Po Lai Yau et al. Pediatrics. 2012 Oct.

Abstract

Background: The prevalence of metabolic syndrome (MetS) parallels the rise in childhood obesity. MetS is associated with neurocognitive impairments in adults, but this is thought to be a long-term effect of poor metabolism. It would be important to ascertain whether these brain complications are also present among adolescents with MetS, a group without clinically manifest vascular disease and relatively short duration of poor metabolism.

Methods: Forty-nine adolescents with and 62 without MetS, matched on age, socioeconomic status, school grade, gender, and ethnicity, received endocrine, MRI, and neuropsychological evaluations.

Results: Adolescents with MetS showed significantly lower arithmetic, spelling, attention, and mental flexibility and a trend for lower overall intelligence. They also had, in a MetS-dose-related fashion, smaller hippocampal volumes, increased brain cerebrospinal fluid, and reductions of microstructural integrity in major white matter tracts.

__Data shown__:
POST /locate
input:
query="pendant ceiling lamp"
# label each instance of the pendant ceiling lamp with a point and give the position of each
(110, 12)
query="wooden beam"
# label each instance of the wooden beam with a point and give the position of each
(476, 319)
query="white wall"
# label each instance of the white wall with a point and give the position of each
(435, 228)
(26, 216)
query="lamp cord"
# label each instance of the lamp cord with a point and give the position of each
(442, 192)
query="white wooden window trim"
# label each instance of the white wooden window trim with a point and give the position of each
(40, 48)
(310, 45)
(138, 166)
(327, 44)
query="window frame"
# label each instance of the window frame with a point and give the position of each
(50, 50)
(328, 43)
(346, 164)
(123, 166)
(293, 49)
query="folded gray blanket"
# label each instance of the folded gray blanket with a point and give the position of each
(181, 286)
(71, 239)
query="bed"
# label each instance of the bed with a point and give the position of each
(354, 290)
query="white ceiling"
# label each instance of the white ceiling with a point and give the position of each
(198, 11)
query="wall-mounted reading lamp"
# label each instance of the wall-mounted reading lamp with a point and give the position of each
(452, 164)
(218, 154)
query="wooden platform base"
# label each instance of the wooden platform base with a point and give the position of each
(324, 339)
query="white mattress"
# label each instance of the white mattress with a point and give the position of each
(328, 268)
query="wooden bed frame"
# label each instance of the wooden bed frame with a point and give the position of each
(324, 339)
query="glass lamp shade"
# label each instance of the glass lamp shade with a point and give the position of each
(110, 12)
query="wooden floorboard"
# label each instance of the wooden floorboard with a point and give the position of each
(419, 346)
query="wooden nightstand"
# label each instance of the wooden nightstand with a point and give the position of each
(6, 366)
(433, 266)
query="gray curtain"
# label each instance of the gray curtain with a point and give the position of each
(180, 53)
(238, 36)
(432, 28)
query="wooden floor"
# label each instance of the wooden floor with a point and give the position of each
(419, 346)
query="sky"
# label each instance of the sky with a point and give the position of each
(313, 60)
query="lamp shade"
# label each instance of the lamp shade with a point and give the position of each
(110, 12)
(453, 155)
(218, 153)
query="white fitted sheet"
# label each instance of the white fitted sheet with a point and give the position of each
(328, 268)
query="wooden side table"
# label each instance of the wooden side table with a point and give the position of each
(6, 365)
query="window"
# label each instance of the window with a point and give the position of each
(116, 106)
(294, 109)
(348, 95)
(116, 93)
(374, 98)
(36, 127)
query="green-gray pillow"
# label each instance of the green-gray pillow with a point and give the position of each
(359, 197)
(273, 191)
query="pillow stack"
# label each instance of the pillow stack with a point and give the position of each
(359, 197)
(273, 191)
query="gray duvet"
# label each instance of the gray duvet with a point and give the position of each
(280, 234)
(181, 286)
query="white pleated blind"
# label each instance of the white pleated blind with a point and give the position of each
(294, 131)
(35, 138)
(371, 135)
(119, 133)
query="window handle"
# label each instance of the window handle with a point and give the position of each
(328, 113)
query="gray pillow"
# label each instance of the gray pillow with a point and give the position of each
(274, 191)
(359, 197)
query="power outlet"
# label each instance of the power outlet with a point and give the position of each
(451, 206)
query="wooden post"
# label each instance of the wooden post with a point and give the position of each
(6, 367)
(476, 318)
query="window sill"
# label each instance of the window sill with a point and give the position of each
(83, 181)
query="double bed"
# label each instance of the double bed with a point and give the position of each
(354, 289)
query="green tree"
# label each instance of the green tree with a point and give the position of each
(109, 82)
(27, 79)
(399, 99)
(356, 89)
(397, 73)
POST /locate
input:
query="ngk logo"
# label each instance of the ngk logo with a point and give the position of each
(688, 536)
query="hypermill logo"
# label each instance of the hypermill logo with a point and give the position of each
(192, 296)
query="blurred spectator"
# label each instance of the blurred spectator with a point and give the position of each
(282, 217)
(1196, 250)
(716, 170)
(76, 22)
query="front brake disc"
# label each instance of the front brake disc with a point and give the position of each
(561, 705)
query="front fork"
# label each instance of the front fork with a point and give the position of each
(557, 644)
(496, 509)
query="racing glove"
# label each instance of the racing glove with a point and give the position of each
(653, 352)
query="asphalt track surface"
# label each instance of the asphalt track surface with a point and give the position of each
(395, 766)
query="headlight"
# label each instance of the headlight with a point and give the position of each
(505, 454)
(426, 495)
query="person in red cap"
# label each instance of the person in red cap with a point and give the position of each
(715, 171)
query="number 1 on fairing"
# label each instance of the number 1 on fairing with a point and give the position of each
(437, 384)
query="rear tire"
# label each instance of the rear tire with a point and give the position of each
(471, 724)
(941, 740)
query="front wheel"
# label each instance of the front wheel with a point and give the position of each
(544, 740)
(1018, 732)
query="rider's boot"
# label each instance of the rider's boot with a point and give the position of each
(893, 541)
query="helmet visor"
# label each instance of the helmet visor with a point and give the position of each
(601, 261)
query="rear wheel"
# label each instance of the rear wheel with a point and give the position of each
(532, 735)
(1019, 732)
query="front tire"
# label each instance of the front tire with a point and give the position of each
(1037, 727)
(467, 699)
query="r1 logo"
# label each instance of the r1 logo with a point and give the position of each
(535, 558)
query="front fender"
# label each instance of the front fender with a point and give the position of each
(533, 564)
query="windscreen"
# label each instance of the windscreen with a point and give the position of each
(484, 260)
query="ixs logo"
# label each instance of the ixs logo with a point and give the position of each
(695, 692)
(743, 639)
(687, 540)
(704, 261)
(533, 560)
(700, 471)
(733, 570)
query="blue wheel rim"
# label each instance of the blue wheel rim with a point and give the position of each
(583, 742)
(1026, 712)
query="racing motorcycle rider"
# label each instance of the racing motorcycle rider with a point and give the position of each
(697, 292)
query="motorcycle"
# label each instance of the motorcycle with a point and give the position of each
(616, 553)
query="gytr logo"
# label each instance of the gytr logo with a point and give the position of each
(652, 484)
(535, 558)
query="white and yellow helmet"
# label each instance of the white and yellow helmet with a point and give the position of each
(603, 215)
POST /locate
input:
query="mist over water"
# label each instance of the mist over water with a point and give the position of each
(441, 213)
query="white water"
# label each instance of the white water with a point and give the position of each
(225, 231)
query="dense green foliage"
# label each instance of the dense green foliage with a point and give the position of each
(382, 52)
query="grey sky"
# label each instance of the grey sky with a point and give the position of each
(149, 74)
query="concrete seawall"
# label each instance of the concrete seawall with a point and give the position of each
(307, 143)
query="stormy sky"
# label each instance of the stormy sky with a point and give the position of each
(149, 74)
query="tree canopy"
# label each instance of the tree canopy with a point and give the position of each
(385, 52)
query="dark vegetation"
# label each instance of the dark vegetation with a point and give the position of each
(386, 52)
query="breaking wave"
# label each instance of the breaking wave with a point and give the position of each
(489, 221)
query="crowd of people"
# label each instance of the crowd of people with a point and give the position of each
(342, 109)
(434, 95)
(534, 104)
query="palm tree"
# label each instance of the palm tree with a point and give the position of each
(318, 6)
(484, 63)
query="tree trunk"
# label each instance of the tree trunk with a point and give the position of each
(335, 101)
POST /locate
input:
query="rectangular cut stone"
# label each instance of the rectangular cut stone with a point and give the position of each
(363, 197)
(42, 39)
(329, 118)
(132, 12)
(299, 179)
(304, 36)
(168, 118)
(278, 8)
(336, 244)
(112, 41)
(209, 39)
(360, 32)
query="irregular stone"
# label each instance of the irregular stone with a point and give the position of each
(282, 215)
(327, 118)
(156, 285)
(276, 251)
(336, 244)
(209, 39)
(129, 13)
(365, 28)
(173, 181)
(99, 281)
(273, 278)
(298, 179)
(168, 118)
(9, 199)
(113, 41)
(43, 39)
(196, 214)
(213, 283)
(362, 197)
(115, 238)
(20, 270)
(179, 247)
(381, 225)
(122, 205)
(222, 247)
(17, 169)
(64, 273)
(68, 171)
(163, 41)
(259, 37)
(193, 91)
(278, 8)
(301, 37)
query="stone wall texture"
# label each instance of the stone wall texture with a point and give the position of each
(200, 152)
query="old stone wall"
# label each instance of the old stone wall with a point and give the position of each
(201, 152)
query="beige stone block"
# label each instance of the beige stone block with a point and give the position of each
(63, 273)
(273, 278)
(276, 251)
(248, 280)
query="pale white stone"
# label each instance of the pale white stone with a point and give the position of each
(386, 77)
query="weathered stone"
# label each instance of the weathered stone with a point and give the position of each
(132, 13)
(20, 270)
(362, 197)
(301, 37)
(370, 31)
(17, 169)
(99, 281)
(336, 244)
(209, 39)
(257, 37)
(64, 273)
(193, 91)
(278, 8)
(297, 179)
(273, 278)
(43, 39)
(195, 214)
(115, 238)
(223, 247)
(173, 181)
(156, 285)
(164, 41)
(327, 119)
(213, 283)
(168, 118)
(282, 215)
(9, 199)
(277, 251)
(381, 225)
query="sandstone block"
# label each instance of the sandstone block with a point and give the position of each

__Exercise directions__:
Please write out the part of the metabolic syndrome abstract between "Po Lai Yau et" and "duration of poor metabolism.", inclusive.

__Result for this task__:
Po Lai Yau et al. Pediatrics. 2012 Oct.

Abstract

Background: The prevalence of metabolic syndrome (MetS) parallels the rise in childhood obesity. MetS is associated with neurocognitive impairments in adults, but this is thought to be a long-term effect of poor metabolism. It would be important to ascertain whether these brain complications are also present among adolescents with MetS, a group without clinically manifest vascular disease and relatively short duration of poor metabolism.